### Selected excerpt
======
Weeping may linger for the night


When Mary came where Jesus was and saw him, she knelt at his feet and said to him, “Lord, if you had been here, my brother would not have died.”  When Jesus saw her weeping and the Jews who came with her also weeping, he was greatly disturbed in spirit and deeply moved.  He said, “Where have you laid him?” They said to him, “Lord, come and see.” Jesus began to weep. So the Jews said, “See how he loved him!”  (John 11: 32-35)

You have turned my mourning into dancing;

    you have taken off my sackcloth

    and clothed me with joy,

so that my soul may praise you and not be silent.

    O Lord my God, I will give thanks to you forever. (Psalm 30: 11,12)

When Mary comes to Jesus, she doesn’t offer him a tidy theological statement. She offers him the blunt sentence grief always gives us first:

“Lord, if you had been here…”

If you had been here, he wouldn’t have died.
If you had been here, my life wouldn’t have split into “before” and “after.”
If you had been here, we wouldn’t be standing on this raw edge of despair.

And Jesus doesn’t correct her.

John tells us that when Jesus sees Mary weeping—and the community weeping with her—he is “greatly disturbed in spirit and deeply moved.” The scene is thick with honest sorrow: not private, not polished, not managed. The kind of sorrow that spreads through a room and makes even the air feel heavy.

And then—these words that are almost too small to hold what they contain:

“Jesus began to weep.” (John 11:35)

Not later. Not after the miracle. Not once everyone has calmed down. Jesus weeps right there, in the presence of death and love and loss and unanswered questions. He stands in the middle of despair and lets it touch him.

Which is where I want to linger for a moment, because we tend to assume faithful people should be able to “pick a lane.”

Either you have hope (smiling, resilient, strong).
Or you have despair (crumbling, doubting, failing).

But the gospel refuses that false choice.

Jesus is the resurrection and the life in this very chapter. He knows what he is about to do. He is walking toward Lazarus’ tomb with power in his bones and life in his voice.

And still—he weeps.

Hope and despair can co-exist. Not because we are weak, but because love is real.

Spring does this to us, doesn’t it?

One day the thermometer climbs and the world feels possible again. Robins tilt their heads on the lawn like they’ve always belonged. Geese write their messy sermons across the sky. There’s open water on the Rideau, flashing like a promise.

And then the night drops below freezing and the morning arrives with snow—again—and suddenly your shoulders creep up toward your ears and your heart does that familiar thing: Oh no. Not this again.

It’s not just the driving that’s treacherous. It’s the emotional whiplash. The way a late storm can make you feel foolish for believing in meltwater at all.

And yet—if you live here long enough, you know this pattern. You know March is capable of betrayal. You know winter has a few last speeches left in it.

So why does it still feel so personal?

Because hope isn’t the same as certainty.

Hope is not denial. Hope is not pretending the snow isn’t falling. Hope is standing at the window watching the storm come in, and still remembering that the earth beneath it has already begun to shift.

That’s what Jesus looks like at Lazarus’ tomb: steady enough to call forth life, tender enough to cry.
======
### Records shown
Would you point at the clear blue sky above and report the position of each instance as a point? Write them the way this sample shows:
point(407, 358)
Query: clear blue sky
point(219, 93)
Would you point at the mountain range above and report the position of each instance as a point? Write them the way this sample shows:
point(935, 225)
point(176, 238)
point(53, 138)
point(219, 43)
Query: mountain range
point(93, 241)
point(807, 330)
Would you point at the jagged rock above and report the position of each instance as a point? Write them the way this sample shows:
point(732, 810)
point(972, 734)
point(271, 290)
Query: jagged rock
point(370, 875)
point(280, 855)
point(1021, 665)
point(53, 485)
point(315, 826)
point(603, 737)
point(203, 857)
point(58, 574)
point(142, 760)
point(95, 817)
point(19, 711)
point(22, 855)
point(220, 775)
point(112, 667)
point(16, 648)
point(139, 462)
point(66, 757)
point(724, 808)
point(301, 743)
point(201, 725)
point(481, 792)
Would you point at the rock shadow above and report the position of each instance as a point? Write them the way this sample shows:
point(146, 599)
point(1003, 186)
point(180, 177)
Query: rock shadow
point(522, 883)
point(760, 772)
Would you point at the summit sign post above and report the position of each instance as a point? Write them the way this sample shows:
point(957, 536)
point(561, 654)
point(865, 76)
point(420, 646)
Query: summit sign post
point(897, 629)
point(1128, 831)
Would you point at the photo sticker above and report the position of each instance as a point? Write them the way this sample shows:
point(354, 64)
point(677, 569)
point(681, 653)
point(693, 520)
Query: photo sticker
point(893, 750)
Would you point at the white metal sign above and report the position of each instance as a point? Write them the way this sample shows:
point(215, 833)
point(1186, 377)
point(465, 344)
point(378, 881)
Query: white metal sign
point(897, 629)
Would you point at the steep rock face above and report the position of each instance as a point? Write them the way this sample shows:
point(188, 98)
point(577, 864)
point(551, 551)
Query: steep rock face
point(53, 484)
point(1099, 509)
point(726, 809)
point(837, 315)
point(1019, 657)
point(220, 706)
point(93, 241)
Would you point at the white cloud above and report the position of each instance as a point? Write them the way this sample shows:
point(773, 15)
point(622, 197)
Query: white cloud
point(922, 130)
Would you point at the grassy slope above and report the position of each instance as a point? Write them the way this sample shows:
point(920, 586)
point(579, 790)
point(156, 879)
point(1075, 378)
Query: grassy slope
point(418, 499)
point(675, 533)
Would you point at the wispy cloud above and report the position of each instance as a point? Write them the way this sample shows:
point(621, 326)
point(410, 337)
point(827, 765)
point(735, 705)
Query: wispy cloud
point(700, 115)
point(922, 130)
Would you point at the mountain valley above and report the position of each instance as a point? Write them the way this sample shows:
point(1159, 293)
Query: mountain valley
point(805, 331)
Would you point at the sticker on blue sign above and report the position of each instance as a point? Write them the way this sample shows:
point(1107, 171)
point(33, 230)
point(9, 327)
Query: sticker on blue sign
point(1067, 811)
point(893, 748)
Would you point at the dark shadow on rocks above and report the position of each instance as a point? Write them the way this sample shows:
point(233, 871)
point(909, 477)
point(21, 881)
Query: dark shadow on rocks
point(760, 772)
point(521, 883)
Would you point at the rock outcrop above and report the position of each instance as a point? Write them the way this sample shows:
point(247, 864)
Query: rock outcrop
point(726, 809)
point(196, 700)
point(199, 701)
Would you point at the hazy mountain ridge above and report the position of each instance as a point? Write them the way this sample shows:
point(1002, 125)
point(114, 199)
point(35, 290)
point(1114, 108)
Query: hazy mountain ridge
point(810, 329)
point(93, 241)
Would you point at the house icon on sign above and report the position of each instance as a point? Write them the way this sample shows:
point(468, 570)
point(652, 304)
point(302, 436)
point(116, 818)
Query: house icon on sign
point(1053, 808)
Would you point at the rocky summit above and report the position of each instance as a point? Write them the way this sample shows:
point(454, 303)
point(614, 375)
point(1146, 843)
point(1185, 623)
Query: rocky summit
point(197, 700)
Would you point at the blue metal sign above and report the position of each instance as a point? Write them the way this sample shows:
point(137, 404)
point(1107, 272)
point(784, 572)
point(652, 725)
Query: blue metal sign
======
### Set of tasks
**A)** In the reflection on Jesus weeping, which river is described as having open water in spring?
**B)** Turn the rows into a numbered list with no blank lines, beginning at the line with "Would you point at the rocky" and running through the last of the rows.

### Full solutions
**A)** The Rideau.

**B)**
1. Would you point at the rocky summit above and report the position of each instance as a point? Write them the way this sample shows:
2. point(454, 303)
3. point(614, 375)
4. point(1146, 843)
5. point(1185, 623)
6. Query: rocky summit
7. point(197, 700)
8. Would you point at the blue metal sign above and report the position of each instance as a point? Write them the way this sample shows:
9. point(137, 404)
10. point(1107, 272)
11. point(784, 572)
12. point(652, 725)
13. Query: blue metal sign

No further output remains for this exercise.